Set of tasks:
- a) Please set down, word for word, the part of the excerpt on access to public information below that opens with the words containing "[3] The case" and closes with "contain any analysis.".
- b) Answer each of these from the excerpt on access to public information below, one answer per line, marked as the items are.
(i) Which article and paragraph of the APIA prescribe the mandatory elements of a request?
(ii) Who referred to AIP the case in which information was promised in a phone conversation?
(iii) In which issue of State Gazette, and on what date, was Order No. 10 of the Minister of Finance promulgated?
- c) List every mandatory element that a request must contain, as named in the excerpt on access to public information below.

Apparently, we have to remind officials responsible for the implementation of the APIA within public institutions yet again that introducing requirements for citizens to fill in pre-approved request forms is a violation of the law. Requests may be submitted in any form and they shall be reviewed if they comply with the law and contain the following mandatory elements: a full name, or respectively the business name, and registered address of the applicant; an address for correspondence with the applicant; and a description of the information requested. All additional requirements beyond the ones prescribed by Art. 25, Para. 1 of the APIA, should be considered a violation of the APIA and consequently are not binding for the information seekers in any way.
[1] The difference between the data in the table of the attachment and the data referred hereby in the text comes from the difference between the total number of referred cases and the number of these qualified as related to access to information.
[2] The article provides that access to administrative public information may be restricted if it: 1. relates to the preparatory work of an act by the bodies, and has no significance in itself (opinions and recommendations prepared by or for the body, reports and consultations);2. contains opinions and statements related to on-going or prospective negotiations to be led by the body or on its behalf, as well as any data relating thereto, and was prepared by the respective bodies' administrations.
[3] The case was referred to AIP by a journalist who had been promised in a phone conversation provision of information and was also informed about the amount he had to pay in advance. Regardless of advance payment, however, the information has not been provided.
[4] According to § 1, Item 9 of the EPA, expressly processed information shall be the information collected or processed, summarized and analyzed at the request of a person concerned. The information that was requested in the particular case, however, was related to the regular work of the institution and was obviously demanded as a reference. It did not require summarizing, nor did it contain any analysis.
[5] Order No. 10 of the Minister of Finance as of January 10, 2001 determining legal tariffs for the provision of public information under the Access to Public Information Act according to the type of carrier, issued by the Minister of Finance, promulgated in State Gazette, issue 7 as of January 23, 2001.

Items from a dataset
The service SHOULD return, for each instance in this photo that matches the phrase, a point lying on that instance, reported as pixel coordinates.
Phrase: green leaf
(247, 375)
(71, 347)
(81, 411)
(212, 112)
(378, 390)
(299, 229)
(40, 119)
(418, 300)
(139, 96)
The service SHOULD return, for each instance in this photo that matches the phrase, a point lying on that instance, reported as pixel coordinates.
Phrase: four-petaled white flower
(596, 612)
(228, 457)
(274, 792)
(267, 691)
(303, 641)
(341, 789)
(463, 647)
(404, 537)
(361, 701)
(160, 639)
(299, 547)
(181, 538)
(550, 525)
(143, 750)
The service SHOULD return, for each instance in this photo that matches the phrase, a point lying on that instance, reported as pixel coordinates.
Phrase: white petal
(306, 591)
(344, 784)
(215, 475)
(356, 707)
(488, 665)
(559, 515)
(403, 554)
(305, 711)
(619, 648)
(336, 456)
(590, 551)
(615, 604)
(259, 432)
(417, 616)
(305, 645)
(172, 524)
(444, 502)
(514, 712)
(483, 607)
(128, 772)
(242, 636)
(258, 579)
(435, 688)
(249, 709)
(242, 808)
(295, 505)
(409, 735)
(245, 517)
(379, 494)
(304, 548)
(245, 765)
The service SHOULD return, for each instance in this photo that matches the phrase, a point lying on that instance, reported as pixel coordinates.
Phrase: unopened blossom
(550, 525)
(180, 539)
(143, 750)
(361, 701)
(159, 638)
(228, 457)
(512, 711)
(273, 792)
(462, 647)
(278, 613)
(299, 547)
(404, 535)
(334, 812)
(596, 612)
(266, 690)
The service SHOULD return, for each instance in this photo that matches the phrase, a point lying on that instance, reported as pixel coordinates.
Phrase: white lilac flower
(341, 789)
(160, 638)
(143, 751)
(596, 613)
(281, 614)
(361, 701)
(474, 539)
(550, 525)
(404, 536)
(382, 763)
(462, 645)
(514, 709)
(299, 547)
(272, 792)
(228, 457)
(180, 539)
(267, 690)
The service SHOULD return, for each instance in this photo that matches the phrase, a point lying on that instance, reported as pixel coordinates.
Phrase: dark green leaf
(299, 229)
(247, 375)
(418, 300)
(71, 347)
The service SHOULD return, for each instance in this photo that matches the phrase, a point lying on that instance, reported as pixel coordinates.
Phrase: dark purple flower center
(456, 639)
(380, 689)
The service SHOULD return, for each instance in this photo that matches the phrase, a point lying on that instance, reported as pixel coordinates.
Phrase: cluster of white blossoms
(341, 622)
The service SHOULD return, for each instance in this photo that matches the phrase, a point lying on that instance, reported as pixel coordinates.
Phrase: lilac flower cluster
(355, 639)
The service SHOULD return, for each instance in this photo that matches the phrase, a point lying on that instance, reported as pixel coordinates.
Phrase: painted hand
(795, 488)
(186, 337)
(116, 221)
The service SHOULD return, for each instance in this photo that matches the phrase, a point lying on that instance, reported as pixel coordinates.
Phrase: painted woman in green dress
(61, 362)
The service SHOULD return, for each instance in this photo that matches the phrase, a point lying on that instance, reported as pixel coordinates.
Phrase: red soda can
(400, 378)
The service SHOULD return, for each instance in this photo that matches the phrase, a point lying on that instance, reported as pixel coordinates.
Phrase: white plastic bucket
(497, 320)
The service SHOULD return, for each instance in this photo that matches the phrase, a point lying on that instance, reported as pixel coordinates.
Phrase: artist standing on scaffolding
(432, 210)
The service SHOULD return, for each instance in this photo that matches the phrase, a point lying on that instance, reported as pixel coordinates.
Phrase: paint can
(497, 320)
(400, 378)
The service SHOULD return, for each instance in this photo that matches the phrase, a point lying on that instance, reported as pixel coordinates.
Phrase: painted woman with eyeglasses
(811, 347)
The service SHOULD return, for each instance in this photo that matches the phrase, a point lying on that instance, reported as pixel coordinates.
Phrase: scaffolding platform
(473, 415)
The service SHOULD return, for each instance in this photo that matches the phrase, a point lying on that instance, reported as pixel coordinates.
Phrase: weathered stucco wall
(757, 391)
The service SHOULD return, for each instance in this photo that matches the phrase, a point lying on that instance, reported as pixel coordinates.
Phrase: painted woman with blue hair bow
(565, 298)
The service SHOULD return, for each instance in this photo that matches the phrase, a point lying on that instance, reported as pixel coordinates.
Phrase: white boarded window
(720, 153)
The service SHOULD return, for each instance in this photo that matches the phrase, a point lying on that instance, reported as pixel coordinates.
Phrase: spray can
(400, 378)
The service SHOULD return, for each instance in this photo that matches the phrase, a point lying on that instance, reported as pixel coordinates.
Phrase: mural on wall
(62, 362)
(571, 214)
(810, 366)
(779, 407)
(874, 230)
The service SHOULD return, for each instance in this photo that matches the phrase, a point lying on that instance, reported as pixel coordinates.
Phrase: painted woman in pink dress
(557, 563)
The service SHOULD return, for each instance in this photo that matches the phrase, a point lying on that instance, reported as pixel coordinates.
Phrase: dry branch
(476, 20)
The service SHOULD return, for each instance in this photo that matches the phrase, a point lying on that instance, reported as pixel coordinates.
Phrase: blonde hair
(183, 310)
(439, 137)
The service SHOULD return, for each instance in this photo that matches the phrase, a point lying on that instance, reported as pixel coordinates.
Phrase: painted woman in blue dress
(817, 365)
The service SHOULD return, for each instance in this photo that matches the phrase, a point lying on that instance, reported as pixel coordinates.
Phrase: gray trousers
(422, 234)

Answer set:
- a)
[3] The case was referred to AIP by a journalist who had been promised in a phone conversation provision of information and was also informed about the amount he had to pay in advance. Regardless of advance payment, however, the information has not been provided.
[4] According to § 1, Item 9 of the EPA, expressly processed information shall be the information collected or processed, summarized and analyzed at the request of a person concerned. The information that was requested in the particular case, however, was related to the regular work of the institution and was obviously demanded as a reference. It did not require summarizing, nor did it contain any analysis.

- b)
(i) Art. 25, Para. 1
(ii) A journalist
(iii) Issue 7, January 23, 2001

- c)
- A full name, or respectively the business name, and registered address of the applicant
- An address for correspondence with the applicant
- A description of the information requested